WHAT IS BEING ASKED:
Retype the records below from the first line through the line containing "[128,308,158,316]", including that line.

---*---

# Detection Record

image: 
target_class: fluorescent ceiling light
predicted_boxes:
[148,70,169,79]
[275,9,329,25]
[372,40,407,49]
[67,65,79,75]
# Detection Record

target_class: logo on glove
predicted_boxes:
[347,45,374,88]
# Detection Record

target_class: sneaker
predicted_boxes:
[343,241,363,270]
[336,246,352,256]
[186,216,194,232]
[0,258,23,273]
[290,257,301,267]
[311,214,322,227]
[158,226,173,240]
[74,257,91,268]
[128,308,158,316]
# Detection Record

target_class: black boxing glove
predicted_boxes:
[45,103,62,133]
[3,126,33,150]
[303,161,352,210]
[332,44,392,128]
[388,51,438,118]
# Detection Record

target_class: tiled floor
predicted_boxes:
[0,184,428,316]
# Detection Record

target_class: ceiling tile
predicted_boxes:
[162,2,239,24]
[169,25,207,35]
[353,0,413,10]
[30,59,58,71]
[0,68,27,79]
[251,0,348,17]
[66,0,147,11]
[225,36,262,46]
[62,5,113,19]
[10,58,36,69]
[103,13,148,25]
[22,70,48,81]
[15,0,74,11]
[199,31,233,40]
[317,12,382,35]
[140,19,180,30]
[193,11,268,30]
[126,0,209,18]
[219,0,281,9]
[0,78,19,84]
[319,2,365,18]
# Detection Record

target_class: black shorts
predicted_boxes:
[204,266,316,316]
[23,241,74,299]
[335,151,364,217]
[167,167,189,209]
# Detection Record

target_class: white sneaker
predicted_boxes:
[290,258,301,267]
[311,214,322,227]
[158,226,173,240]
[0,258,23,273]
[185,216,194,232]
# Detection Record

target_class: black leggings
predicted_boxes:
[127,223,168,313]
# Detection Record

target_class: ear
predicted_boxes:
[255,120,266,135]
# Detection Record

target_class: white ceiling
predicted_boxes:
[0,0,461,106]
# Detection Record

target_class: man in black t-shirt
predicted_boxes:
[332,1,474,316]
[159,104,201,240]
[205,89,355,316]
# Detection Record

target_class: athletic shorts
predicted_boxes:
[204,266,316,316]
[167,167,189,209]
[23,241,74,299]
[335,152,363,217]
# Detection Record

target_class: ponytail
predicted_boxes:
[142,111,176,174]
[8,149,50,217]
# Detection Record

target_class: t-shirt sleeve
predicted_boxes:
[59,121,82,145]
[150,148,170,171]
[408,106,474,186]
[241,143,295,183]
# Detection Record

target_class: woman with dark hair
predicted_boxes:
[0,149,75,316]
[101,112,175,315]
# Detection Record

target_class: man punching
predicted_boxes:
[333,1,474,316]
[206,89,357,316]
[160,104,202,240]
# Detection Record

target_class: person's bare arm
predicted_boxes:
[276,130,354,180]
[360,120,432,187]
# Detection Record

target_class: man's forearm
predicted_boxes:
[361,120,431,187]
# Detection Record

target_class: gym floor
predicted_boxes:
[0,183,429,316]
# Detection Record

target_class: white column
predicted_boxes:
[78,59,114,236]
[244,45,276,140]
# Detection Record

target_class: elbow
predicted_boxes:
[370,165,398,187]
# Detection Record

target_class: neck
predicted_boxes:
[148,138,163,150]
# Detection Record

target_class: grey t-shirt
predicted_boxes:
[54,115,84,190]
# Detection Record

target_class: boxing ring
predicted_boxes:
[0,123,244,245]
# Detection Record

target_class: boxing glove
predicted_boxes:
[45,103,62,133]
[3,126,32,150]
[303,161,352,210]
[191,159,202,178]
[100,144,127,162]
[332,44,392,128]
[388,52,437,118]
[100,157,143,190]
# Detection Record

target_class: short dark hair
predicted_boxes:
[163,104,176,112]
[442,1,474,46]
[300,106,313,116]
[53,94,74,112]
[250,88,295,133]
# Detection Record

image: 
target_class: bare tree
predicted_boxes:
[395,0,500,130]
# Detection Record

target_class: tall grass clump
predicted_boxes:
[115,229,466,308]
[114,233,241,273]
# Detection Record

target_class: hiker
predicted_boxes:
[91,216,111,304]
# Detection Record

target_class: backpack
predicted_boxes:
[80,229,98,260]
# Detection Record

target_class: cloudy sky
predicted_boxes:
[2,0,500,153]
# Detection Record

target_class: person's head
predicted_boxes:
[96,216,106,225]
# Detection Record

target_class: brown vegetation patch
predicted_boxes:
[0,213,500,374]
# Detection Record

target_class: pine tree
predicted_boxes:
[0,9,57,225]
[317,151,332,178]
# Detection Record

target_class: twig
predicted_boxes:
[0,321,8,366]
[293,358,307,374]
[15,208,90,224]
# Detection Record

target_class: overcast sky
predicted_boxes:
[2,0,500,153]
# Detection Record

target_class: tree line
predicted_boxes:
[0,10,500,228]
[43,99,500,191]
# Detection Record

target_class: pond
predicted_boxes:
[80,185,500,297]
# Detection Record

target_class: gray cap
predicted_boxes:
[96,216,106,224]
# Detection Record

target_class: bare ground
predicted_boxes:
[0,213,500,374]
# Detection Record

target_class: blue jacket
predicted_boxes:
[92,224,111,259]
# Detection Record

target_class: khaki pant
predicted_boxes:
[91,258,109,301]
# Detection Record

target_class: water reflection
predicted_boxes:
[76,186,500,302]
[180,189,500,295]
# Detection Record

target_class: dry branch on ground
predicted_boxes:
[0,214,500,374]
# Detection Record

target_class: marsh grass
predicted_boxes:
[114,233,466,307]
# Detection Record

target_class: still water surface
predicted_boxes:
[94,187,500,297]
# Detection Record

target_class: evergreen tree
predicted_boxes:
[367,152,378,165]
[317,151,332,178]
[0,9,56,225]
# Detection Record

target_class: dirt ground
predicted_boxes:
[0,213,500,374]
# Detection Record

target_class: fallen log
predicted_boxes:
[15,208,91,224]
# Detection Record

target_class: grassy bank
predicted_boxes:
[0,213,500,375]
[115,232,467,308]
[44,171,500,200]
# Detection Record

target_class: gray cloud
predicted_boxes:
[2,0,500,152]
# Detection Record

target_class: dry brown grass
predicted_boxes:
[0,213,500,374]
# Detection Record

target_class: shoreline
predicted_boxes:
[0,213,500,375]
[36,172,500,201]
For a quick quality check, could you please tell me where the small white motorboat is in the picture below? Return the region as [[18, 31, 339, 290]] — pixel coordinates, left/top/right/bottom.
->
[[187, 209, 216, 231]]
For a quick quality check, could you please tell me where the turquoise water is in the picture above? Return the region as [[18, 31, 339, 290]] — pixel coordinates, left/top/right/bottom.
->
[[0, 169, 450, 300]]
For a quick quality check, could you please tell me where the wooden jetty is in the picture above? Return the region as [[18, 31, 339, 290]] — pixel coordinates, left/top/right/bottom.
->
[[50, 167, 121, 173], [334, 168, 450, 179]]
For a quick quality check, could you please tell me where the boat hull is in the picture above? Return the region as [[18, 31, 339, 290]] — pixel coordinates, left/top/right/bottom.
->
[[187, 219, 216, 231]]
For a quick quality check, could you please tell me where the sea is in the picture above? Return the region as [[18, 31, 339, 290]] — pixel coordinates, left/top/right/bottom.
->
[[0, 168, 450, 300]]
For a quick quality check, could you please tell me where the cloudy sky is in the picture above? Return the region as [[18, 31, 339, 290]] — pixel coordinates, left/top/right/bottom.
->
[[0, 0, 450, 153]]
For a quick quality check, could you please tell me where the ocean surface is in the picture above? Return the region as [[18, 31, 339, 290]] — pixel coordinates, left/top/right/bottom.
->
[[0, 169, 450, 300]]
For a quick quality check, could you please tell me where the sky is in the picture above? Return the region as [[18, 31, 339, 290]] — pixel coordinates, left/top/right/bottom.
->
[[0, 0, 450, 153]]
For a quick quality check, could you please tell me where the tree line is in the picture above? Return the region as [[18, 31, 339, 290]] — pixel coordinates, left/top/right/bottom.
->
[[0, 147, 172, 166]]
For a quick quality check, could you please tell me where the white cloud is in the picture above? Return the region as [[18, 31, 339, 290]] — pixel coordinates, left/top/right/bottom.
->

---*---

OUTPUT BELOW:
# Detection Record

image: 
target_class: fluorescent ceiling light
predicted_boxes:
[148,70,169,79]
[275,9,329,25]
[372,40,407,49]
[67,65,79,75]
# Detection Record

target_class: logo on glove
predicted_boxes:
[347,45,374,88]
# Detection Record

target_class: sneaker
predicted_boxes:
[343,241,363,270]
[336,246,352,256]
[186,216,194,232]
[0,258,23,273]
[290,257,301,267]
[311,214,322,227]
[158,226,173,240]
[74,257,91,268]
[128,308,158,316]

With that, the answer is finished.